作業内容 -
a. 提示文のうち、「2006年08月01日(火) 天気:はれ」を含む語句で始まり「れて保存されているのである。」で終わる部分を、「書籍」を「本」に置き換えて書き直してください。
b. 提示文で、視覚による情報の例として挙げられているものをすべて書き出してください。

提示文 -
撮影日記


2006年08月01日(火) 天気:はれ

古書店の魅力につつまれて
「ラムネ」の魅力を買う

最近,アーカイブス事業などと称して,記録をディジタル化して保存する作業が,各所でおこなわれているようだ。ディジタル化された情報は,複製や検索が容易になった。複製による品質の劣化がないことから,複製を繰り返すことで,品質を保ったまま長期間保存ができるというメリットも生じている。
 情報は,聴覚によるものと視覚によるものに大きく分けられるだろう。聴覚によるものとしては,音声が代表的である。視覚によるものとしては,絵,写真や文字などがある。文字が使えるようになって,人は,さまざまな情報を記録することができるようになった。音声として話されたことばは,文字として書きとめ,記録できるようになったのである。その文字は,紙に記録されることによって,保管するためのスペースもコンパクトなものになる。書籍には,多くの情報が濃縮されて保存されているのである。

提供データ -
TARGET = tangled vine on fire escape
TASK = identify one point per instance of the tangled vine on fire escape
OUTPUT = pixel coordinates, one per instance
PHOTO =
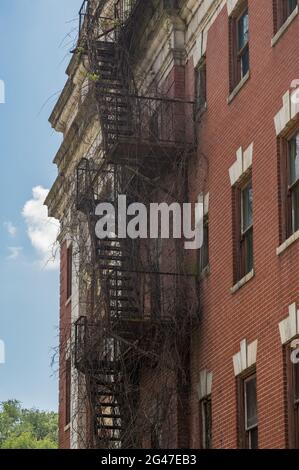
(138, 310)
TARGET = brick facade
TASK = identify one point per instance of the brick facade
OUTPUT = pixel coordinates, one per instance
(252, 311)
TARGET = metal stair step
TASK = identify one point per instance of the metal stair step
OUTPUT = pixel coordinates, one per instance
(114, 427)
(108, 416)
(108, 405)
(124, 309)
(122, 298)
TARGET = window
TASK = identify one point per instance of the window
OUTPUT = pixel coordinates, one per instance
(69, 262)
(239, 45)
(201, 85)
(68, 376)
(244, 230)
(206, 423)
(247, 411)
(293, 186)
(282, 10)
(204, 250)
(290, 185)
(292, 371)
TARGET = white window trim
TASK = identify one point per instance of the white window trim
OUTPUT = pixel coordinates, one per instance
(204, 387)
(288, 113)
(289, 327)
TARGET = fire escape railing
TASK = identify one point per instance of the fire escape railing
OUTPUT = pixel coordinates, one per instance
(82, 14)
(147, 120)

正解 -
a.
2006年08月01日(火) 天気:はれ

古書店の魅力につつまれて
「ラムネ」の魅力を買う

最近,アーカイブス事業などと称して,記録をディジタル化して保存する作業が,各所でおこなわれているようだ。ディジタル化された情報は,複製や検索が容易になった。複製による品質の劣化がないことから,複製を繰り返すことで,品質を保ったまま長期間保存ができるというメリットも生じている。
 情報は,聴覚によるものと視覚によるものに大きく分けられるだろう。聴覚によるものとしては,音声が代表的である。視覚によるものとしては,絵,写真や文字などがある。文字が使えるようになって,人は,さまざまな情報を記録することができるようになった。音声として話されたことばは,文字として書きとめ,記録できるようになったのである。その文字は,紙に記録されることによって,保管するためのスペースもコンパクトなものになる。本には,多くの情報が濃縮されて保存されているのである。

b. 絵、写真、文字です。